__WHAT IS BEING ASKED__: A faithful transcription of all the data is required.

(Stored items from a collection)
==================================================

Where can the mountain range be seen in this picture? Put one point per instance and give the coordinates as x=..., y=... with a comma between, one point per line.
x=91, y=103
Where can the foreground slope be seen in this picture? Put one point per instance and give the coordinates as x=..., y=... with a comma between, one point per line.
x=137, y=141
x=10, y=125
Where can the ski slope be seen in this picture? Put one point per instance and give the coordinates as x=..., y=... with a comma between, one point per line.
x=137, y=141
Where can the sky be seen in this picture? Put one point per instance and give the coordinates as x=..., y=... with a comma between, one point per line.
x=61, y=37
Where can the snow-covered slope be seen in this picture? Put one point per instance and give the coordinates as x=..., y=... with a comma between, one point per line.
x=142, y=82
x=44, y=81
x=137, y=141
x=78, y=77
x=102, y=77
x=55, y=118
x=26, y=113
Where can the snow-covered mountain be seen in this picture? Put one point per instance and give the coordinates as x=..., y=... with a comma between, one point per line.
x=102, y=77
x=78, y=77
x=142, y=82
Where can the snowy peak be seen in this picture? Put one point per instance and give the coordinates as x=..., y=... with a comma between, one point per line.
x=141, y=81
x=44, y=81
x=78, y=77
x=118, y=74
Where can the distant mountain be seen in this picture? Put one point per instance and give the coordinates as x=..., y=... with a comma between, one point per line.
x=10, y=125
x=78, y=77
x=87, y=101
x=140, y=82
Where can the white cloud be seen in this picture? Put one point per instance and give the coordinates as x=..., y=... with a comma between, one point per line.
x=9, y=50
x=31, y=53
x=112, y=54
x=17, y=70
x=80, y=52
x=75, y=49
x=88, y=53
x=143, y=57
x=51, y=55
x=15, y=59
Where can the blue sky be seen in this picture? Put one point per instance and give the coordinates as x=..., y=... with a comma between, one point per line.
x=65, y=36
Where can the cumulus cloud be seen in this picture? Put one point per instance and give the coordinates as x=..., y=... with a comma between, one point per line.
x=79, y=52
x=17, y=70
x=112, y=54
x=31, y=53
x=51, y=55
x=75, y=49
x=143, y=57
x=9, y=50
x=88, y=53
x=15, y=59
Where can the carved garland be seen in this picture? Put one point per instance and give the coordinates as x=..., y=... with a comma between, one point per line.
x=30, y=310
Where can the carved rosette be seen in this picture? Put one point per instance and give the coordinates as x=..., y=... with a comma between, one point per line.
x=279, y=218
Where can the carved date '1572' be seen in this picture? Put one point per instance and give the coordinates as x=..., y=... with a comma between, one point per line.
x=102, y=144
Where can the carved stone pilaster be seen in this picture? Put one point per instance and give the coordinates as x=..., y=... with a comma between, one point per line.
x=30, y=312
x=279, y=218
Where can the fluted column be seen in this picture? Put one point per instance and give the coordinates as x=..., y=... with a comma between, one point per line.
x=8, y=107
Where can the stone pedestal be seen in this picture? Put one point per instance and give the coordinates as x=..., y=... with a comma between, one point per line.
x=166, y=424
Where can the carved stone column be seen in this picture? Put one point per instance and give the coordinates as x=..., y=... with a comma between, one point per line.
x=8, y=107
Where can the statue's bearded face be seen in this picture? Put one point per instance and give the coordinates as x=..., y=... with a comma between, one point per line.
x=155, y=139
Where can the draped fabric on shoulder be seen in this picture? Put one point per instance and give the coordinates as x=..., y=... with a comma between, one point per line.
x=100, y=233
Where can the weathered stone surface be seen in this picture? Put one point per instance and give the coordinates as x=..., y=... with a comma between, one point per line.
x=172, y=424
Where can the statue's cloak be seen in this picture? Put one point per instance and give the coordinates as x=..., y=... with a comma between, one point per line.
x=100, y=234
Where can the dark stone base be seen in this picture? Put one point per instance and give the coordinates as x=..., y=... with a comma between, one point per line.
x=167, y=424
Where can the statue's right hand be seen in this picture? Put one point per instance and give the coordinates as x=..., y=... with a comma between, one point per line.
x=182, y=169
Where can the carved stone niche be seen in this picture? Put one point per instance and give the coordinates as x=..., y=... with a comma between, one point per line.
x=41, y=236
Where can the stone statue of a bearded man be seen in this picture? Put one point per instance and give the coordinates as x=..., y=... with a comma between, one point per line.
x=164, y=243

==================================================

__YOUR SOLUTION__:
Where can the mountain range be seen in this picture? Put one point per instance and give the coordinates as x=..., y=... with a comma between, one point per line.
x=91, y=103
Where can the foreground slope be seen in this picture? Put one point per instance and give the coordinates as x=..., y=... with a comma between, one point per line.
x=137, y=141
x=10, y=125
Where can the ski slope be seen in this picture? Put one point per instance and give the coordinates as x=..., y=... with a comma between, one point per line.
x=137, y=141
Where can the sky be seen in this picture? Put one point per instance and give the coordinates as x=..., y=... with a comma between, one point per line.
x=61, y=37
Where can the snow-covered slope be seen in this picture? Put one point per instance and give the coordinates as x=..., y=... with a comma between, one point per line.
x=142, y=82
x=44, y=81
x=137, y=141
x=78, y=77
x=102, y=77
x=55, y=118
x=26, y=113
Where can the snow-covered mountain be seen in this picture? Put one point per instance and give the coordinates as x=..., y=... with a comma between, one point per line.
x=102, y=77
x=78, y=77
x=142, y=82
Where can the snowy peak be seen in this picture? Put one point per instance and give the coordinates as x=..., y=... with a comma between, one point per line.
x=141, y=81
x=44, y=81
x=78, y=77
x=118, y=74
Where can the distant mountain be seen in this picture? Put one point per instance and give the coordinates as x=..., y=... with a comma between, one point per line.
x=10, y=125
x=78, y=77
x=87, y=101
x=140, y=82
Where can the white cloud be seen in this picture? Put one point per instance and give the coordinates as x=..., y=... with a comma between, one point per line.
x=9, y=50
x=31, y=53
x=112, y=54
x=17, y=70
x=80, y=52
x=75, y=49
x=88, y=53
x=143, y=57
x=51, y=55
x=15, y=59
Where can the blue sky be seen in this picture? Put one point per instance and give the coordinates as x=..., y=... with a comma between, one point per line.
x=65, y=36
Where can the cumulus cloud be seen in this picture? Put one point per instance and give the coordinates as x=..., y=... with a comma between, one point per line.
x=79, y=52
x=17, y=70
x=112, y=54
x=31, y=53
x=51, y=55
x=75, y=49
x=143, y=57
x=9, y=50
x=88, y=53
x=15, y=59
Where can the carved garland be seen in this picture? Put one point per instance and give the coordinates as x=..., y=... with a comma between, one point per line.
x=30, y=310
Where can the carved rosette be seen in this picture? Put one point per instance and give the coordinates as x=..., y=... with a comma between, one point per line.
x=279, y=218
Where can the carved date '1572' be seen in this picture? Put one point per instance and give the coordinates as x=..., y=... with a comma between, one point per line.
x=102, y=144
Where can the carved stone pilaster be seen in this picture? Put one point per instance and give the coordinates as x=..., y=... with a comma between, one point per line.
x=30, y=312
x=279, y=218
Where can the fluted column be seen in this picture? Put one point per instance and give the coordinates as x=..., y=... with a comma between, one point per line.
x=8, y=107
Where can the stone pedestal be seen in this picture? Put one point per instance and give the coordinates as x=..., y=... with a comma between, one point per line.
x=166, y=424
Where can the carved stone column be seen in this picture? Put one point per instance and give the coordinates as x=..., y=... with a comma between, one point per line.
x=8, y=107
Where can the statue's bearded face be seen in this picture? Put one point per instance and give the coordinates as x=..., y=... with a comma between, one point per line.
x=155, y=139
Where can the draped fabric on shoulder be seen in this picture? Put one point per instance and give the coordinates as x=..., y=... with a comma between, one point per line.
x=100, y=233
Where can the weathered stone surface be seen in this picture? Put one point per instance and give the coordinates as x=..., y=... with a comma between, one point per line.
x=172, y=424
Where can the statue's cloak be seen in this picture? Put one point per instance and give the coordinates as x=..., y=... with a comma between, one point per line.
x=100, y=234
Where can the dark stone base be seen in this picture? Put one point per instance and give the coordinates as x=..., y=... with a comma between, one point per line.
x=167, y=424
Where can the statue's right hand be seen in this picture? Put one point per instance and give the coordinates as x=..., y=... with a comma between, one point per line.
x=182, y=169
Where can the carved stone niche be seen in this picture? Put one point per instance and give the coordinates as x=..., y=... with a comma between, one point per line.
x=41, y=236
Where can the stone statue of a bearded man be seen in this picture? Put one point per instance and give the coordinates as x=..., y=... with a comma between, one point per line.
x=164, y=243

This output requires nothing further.